The request —
Write out, character for character, the line containing "man in black" and all lines after it up to the end of the listing.

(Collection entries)

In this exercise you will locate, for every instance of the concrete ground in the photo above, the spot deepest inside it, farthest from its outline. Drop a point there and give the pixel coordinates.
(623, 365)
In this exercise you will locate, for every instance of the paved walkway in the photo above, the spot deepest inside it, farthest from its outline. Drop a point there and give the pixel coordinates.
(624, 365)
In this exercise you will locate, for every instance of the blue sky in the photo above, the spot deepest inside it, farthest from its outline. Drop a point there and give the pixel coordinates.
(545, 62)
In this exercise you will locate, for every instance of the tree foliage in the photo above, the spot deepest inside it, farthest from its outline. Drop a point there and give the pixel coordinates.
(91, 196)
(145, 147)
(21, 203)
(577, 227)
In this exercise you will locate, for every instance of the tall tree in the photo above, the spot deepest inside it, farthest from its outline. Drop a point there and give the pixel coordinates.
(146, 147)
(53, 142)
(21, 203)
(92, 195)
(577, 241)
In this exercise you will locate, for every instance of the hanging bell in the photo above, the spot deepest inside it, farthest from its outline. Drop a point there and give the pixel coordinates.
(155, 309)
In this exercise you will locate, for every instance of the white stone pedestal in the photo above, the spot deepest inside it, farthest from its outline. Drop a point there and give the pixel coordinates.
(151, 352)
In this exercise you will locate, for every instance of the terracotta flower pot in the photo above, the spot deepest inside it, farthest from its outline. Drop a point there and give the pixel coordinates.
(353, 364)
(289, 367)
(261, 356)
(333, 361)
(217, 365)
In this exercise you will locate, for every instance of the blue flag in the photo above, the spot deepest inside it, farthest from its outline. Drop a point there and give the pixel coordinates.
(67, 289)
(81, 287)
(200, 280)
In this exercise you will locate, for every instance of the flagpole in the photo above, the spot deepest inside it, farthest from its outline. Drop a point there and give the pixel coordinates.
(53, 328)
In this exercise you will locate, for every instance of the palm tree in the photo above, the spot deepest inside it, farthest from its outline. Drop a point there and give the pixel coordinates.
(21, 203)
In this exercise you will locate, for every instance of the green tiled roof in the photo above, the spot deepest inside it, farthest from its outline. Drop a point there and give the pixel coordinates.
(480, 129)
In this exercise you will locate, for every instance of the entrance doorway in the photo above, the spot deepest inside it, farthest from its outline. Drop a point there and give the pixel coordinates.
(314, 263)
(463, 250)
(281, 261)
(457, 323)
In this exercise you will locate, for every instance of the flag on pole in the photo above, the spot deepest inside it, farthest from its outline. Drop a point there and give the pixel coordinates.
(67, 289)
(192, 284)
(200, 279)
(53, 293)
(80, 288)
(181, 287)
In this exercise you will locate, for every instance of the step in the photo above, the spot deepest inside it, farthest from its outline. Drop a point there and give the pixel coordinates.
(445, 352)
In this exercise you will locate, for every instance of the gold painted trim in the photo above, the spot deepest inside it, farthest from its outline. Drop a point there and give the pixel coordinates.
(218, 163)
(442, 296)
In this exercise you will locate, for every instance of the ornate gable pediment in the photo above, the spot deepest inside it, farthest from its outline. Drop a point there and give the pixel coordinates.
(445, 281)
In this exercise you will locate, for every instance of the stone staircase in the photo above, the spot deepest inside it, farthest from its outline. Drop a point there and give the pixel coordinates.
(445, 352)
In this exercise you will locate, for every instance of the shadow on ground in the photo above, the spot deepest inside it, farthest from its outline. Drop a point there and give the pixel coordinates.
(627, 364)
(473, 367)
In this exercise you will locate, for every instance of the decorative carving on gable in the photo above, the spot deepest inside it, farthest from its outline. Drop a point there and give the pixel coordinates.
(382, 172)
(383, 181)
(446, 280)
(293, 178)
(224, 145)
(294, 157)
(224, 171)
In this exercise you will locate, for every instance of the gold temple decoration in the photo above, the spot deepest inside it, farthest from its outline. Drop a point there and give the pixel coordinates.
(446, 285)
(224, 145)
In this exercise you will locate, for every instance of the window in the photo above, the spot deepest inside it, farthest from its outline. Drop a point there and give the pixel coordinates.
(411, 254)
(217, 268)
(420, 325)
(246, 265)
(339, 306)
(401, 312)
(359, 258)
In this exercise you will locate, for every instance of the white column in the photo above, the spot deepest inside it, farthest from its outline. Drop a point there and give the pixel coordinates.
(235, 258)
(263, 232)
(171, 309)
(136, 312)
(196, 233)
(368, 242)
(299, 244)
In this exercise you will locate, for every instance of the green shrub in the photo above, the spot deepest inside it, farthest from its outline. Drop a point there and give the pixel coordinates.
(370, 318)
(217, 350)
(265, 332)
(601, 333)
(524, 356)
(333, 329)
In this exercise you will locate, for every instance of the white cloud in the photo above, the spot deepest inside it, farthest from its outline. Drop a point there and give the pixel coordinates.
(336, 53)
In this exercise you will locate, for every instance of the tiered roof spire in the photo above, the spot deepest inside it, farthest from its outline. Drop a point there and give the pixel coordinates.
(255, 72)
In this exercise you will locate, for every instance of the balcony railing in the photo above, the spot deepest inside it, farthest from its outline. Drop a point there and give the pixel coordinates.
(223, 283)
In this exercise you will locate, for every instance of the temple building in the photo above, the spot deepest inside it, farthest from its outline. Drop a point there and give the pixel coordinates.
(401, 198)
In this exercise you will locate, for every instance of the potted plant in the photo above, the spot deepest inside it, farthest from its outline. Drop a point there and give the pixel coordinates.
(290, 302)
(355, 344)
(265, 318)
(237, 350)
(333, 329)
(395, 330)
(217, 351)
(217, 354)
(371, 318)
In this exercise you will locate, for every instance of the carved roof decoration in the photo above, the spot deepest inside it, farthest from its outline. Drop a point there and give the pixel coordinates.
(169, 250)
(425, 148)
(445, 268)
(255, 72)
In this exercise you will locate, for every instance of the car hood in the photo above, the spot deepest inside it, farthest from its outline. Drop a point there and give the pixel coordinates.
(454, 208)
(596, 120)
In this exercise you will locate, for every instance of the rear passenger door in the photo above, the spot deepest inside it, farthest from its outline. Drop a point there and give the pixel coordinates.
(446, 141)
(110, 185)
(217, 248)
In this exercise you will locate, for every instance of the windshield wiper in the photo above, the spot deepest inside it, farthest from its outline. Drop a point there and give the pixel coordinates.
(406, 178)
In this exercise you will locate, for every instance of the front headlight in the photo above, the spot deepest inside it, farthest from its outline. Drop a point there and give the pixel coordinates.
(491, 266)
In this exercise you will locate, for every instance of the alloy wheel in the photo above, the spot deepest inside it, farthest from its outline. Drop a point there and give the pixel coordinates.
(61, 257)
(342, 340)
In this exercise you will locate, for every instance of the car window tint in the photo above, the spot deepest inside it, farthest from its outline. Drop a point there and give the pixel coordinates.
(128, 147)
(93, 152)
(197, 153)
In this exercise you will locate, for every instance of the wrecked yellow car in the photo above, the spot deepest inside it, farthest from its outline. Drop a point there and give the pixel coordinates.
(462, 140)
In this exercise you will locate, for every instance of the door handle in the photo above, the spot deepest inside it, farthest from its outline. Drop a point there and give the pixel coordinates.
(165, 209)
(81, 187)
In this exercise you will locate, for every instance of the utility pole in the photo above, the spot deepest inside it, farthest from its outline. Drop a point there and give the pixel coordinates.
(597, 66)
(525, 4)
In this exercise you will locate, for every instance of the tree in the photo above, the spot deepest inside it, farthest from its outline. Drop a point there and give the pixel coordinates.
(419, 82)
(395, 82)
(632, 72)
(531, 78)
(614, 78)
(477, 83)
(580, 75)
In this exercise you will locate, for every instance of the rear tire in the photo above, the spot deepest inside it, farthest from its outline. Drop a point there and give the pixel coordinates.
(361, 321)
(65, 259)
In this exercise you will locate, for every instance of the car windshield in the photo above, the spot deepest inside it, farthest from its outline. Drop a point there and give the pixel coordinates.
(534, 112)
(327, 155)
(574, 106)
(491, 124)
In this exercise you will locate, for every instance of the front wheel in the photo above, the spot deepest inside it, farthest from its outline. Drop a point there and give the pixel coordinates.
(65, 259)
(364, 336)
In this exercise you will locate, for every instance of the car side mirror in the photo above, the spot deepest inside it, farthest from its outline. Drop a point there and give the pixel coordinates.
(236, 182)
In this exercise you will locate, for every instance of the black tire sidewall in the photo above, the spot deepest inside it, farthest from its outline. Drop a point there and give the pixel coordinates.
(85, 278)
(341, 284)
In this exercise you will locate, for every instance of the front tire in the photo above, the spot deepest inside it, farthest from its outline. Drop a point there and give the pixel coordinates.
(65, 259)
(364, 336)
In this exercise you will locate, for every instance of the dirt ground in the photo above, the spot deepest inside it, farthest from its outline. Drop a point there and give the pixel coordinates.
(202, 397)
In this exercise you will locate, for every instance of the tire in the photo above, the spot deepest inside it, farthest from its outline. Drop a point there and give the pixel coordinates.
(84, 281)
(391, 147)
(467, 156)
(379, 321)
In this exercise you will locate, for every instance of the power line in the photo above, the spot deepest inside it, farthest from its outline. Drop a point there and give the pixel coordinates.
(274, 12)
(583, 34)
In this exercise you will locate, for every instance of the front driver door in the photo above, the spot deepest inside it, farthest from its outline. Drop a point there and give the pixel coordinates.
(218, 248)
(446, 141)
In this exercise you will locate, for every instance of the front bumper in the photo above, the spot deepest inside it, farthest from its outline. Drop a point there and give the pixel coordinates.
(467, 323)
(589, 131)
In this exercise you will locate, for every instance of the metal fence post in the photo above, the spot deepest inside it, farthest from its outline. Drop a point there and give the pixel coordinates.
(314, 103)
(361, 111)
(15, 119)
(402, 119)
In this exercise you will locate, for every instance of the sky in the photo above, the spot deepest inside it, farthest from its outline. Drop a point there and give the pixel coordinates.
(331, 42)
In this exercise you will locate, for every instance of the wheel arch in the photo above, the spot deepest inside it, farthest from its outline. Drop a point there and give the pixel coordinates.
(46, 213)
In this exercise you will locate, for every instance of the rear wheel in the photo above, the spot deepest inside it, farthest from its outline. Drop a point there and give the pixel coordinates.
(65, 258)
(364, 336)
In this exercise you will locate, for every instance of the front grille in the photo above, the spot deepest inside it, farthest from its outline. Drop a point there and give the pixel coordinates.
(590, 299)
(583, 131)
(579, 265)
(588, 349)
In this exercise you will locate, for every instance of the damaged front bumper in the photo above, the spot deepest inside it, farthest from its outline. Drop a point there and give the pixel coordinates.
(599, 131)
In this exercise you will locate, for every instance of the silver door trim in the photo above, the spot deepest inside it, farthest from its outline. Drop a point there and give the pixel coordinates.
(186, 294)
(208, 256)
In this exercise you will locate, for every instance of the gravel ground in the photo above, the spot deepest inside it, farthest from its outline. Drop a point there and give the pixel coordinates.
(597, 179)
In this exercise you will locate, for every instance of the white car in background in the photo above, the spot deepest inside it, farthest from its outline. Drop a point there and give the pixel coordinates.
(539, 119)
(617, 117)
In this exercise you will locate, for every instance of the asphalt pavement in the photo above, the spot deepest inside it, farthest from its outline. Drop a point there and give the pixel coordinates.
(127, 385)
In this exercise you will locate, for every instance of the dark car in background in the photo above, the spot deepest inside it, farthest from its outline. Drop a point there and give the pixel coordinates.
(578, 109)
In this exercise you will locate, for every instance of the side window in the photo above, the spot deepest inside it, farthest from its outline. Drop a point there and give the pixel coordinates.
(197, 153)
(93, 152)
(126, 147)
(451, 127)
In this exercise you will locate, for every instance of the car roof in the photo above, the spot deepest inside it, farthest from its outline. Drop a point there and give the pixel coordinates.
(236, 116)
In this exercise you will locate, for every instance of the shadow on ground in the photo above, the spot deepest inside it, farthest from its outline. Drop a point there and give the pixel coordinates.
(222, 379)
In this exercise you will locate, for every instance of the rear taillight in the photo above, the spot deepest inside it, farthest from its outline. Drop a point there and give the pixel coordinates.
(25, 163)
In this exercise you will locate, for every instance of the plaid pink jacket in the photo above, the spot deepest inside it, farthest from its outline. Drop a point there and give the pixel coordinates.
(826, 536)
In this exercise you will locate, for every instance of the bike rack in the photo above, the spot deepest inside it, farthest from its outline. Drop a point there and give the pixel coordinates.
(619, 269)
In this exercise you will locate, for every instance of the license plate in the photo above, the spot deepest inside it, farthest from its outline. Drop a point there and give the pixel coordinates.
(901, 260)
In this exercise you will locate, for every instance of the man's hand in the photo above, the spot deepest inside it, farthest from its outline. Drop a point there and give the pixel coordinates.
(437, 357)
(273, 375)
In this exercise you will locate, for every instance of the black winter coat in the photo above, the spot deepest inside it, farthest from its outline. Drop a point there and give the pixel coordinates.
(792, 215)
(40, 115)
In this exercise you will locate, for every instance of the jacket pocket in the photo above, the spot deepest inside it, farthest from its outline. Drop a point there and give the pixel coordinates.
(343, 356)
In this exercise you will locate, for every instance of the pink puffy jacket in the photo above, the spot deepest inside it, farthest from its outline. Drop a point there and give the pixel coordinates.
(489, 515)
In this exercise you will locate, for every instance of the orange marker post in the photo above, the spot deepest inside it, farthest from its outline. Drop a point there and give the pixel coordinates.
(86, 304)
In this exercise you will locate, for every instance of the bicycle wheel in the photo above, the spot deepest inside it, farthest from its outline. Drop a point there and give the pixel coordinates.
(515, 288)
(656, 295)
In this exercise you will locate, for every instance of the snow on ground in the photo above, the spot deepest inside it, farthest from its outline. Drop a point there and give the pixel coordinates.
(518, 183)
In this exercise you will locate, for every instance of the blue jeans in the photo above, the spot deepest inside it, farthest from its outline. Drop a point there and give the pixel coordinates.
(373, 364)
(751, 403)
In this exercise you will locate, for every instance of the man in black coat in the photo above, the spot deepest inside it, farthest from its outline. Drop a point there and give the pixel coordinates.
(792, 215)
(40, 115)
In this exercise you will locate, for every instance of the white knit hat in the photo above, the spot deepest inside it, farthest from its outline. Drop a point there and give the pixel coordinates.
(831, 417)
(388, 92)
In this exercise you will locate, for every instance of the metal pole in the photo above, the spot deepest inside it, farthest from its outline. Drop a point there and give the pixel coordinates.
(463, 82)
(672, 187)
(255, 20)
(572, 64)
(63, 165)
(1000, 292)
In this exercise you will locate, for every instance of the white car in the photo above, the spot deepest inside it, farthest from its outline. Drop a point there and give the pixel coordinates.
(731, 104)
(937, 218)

Answer to this problem —
In this exercise you will locate, for every instance of the man in black coat in the photo above, the spot deepest inside it, farthest from its outline. Drop a point there and give the pixel coordinates.
(792, 215)
(40, 115)
In this exercise you will locate, for every instance of the white knit hat in the photo above, the spot deepest inside it, farthest from its outline. Drop a point there and give the pixel coordinates.
(831, 417)
(388, 92)
In this exercise you will locate, for every instance of the metal pole in the photo above, the spot deepest inside it, farthest from its outline. Drop a point there and give the pixel coordinates.
(463, 82)
(672, 187)
(255, 20)
(572, 64)
(63, 165)
(1000, 292)
In this exercise you will locate, for every instance of the white car in the photo above, the spot deepest inside it, farthest from its outline. Drop a point there and give the pixel coordinates.
(731, 104)
(937, 218)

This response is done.